<<<<
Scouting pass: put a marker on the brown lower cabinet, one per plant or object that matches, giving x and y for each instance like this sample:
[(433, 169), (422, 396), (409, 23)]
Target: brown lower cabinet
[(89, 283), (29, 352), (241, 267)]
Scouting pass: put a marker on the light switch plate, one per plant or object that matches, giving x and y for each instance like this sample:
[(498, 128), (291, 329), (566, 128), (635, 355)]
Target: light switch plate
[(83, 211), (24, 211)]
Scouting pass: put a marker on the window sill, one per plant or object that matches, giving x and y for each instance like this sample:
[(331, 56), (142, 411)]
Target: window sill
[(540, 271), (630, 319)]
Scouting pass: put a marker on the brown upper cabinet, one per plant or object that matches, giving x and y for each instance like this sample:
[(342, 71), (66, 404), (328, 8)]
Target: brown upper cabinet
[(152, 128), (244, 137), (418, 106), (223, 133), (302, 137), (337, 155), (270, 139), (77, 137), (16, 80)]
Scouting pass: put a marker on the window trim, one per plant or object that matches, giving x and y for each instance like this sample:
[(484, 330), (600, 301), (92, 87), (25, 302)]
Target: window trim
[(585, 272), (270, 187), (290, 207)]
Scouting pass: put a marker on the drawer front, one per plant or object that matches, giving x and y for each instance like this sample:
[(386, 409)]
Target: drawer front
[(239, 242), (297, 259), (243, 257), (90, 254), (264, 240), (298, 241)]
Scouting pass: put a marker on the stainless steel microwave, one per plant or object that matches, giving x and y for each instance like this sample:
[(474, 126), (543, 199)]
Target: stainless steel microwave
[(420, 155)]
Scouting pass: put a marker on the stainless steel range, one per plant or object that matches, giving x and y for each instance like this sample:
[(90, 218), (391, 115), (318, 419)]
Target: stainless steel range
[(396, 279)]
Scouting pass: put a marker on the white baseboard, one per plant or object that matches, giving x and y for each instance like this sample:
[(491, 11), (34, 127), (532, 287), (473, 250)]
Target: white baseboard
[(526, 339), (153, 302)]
>>>>
(Request)
Copy the whole listing above word for word, keeping every line.

(Solved problem)
Scouting pass: put a marker on the brown lower cabinet, one per plant or object that matches, giving x and y for each instance like this sample:
[(433, 169), (422, 396), (409, 23)]
Target: brown lower cabinet
[(89, 283), (29, 352), (241, 267)]
Scouting pass: put a marker on the light switch plate, one per plant or object that matches, giving x and y for each instance like this sample:
[(498, 128), (291, 329), (566, 128), (635, 355)]
Target: light switch plate
[(83, 211), (24, 211)]
Scouting pass: put a marker on the window sill, one per plant or object that matches, giving x and y for each instance like this sample:
[(331, 56), (142, 411)]
Target: window sill
[(540, 271), (630, 319)]
Scouting pass: put a marker on the brown upper cabinet, one per plant or object that matches, giving x and y for each instance like this sample:
[(342, 71), (66, 404), (328, 8)]
Target: brown upper cabinet
[(152, 128), (244, 137), (418, 106), (223, 133), (302, 137), (337, 155), (270, 139), (77, 137), (16, 80)]
Scouting pass: put a marker on the window trim, one per plant or object that matches, giving x and y for each instance like this sample:
[(484, 330), (600, 301), (92, 87), (25, 302)]
Target: window trim
[(585, 272), (270, 187), (290, 207)]
Scouting pass: put a marker on the drawer front, one per plant or object that matches, giving x and y for each instance like this sample:
[(386, 409)]
Target: drawer front
[(239, 242), (297, 259), (243, 257), (90, 254), (264, 240), (298, 241)]
Scouting pass: put a marker on the stainless steel microwave, one per plant or object that matches, giving x and y for each instance like this sample:
[(474, 126), (543, 199)]
Target: stainless steel microwave
[(420, 155)]
Scouting pass: put a marker on the stainless steel range, one per plant or object that matches, giving x and y for each instance like this sample:
[(90, 218), (391, 115), (318, 419)]
Target: stainless steel range
[(396, 279)]
Scouting pass: put a marker on the white baseboard, one per plant or object that matches, giving x and y for each instance like this sample:
[(491, 11), (34, 127), (532, 287), (473, 250)]
Target: white baseboard
[(526, 339), (153, 302)]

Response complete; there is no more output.